## TASK INSTRUCTIONS
How many lines below contain the string "vase"? Case counts, so give only the number.

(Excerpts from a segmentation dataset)
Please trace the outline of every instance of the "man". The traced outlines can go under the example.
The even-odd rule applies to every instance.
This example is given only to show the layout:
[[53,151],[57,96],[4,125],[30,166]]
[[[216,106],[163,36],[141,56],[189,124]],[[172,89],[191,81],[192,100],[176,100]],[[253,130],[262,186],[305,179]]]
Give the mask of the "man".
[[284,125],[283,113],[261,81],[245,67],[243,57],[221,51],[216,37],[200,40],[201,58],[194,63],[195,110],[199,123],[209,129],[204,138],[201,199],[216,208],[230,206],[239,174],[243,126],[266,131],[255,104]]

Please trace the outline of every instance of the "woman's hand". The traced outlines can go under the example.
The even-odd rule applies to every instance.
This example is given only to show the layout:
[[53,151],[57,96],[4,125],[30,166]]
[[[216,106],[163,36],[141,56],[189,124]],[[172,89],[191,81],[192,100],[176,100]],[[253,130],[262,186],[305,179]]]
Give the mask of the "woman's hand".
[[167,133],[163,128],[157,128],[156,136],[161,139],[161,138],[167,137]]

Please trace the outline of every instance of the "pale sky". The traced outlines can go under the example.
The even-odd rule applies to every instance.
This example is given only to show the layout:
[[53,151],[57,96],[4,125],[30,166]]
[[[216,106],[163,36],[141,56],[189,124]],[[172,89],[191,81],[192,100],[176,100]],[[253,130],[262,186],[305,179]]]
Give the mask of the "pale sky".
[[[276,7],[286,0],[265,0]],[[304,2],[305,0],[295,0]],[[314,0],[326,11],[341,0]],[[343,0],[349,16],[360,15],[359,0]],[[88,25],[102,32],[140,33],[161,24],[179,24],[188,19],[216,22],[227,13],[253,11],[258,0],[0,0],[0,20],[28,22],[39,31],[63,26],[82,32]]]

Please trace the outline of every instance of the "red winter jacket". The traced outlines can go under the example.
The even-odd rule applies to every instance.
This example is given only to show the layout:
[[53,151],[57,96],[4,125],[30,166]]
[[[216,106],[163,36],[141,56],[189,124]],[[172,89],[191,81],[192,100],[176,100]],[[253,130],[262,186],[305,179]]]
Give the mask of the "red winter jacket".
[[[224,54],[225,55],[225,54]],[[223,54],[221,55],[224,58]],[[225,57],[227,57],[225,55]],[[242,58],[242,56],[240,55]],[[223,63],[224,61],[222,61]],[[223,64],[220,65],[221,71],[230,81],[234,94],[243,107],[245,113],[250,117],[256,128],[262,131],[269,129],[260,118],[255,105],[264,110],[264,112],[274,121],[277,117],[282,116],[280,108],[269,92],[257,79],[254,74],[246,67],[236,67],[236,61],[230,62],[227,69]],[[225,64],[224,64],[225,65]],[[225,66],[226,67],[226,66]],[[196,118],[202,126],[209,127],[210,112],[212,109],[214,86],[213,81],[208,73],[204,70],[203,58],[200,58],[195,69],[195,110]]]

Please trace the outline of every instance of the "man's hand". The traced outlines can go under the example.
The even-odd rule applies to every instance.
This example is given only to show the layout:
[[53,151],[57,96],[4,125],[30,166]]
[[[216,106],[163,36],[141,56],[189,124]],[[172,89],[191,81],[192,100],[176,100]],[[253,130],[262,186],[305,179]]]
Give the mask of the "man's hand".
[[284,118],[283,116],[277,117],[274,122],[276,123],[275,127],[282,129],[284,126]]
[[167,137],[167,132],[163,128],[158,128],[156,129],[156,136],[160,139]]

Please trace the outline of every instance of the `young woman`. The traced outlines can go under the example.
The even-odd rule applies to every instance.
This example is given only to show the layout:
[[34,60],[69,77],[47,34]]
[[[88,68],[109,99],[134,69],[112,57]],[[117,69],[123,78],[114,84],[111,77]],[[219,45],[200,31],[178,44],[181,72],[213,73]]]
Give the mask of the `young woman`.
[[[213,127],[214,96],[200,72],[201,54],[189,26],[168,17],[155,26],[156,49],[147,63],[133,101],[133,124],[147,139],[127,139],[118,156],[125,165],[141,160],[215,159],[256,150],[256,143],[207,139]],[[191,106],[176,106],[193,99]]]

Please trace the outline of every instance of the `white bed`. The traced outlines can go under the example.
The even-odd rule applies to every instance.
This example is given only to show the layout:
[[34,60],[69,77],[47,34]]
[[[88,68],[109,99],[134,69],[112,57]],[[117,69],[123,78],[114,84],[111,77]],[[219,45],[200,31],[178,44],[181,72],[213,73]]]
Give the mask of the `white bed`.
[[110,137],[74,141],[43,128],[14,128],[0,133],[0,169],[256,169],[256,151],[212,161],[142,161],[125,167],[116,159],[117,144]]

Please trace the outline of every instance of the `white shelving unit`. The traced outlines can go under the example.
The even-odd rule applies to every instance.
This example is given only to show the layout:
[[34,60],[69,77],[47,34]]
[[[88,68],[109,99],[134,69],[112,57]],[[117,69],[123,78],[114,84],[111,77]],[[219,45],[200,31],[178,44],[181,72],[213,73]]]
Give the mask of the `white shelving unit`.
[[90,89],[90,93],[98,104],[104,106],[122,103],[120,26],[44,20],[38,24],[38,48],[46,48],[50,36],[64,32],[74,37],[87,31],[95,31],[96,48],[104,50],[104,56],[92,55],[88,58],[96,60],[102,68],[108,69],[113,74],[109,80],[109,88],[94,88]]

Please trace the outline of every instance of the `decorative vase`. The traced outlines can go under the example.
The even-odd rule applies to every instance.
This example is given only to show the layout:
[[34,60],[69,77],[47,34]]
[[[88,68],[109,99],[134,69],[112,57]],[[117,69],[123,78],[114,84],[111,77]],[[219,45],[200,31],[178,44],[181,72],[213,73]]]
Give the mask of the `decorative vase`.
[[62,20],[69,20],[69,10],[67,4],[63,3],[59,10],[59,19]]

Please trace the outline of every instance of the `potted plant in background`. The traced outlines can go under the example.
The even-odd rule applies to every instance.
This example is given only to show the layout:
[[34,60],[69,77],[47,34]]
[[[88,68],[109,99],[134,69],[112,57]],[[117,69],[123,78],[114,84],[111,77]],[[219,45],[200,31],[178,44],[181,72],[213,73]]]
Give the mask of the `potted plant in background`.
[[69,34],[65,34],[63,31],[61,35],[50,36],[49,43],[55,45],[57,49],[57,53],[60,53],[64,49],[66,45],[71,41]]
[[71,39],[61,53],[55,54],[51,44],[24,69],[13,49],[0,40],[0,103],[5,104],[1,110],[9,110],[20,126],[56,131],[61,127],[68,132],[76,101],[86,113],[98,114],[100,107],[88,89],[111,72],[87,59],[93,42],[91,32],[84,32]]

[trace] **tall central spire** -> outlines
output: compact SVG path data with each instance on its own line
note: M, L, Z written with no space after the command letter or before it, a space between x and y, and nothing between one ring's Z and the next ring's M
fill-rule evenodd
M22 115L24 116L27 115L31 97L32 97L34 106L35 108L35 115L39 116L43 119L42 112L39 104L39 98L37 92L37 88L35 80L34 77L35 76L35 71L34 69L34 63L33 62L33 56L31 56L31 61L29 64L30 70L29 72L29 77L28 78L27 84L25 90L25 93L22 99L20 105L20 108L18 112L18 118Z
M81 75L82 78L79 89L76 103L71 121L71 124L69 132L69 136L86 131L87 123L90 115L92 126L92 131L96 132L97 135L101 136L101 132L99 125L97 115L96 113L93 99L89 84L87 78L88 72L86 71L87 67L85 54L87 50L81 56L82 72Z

## REPLY
2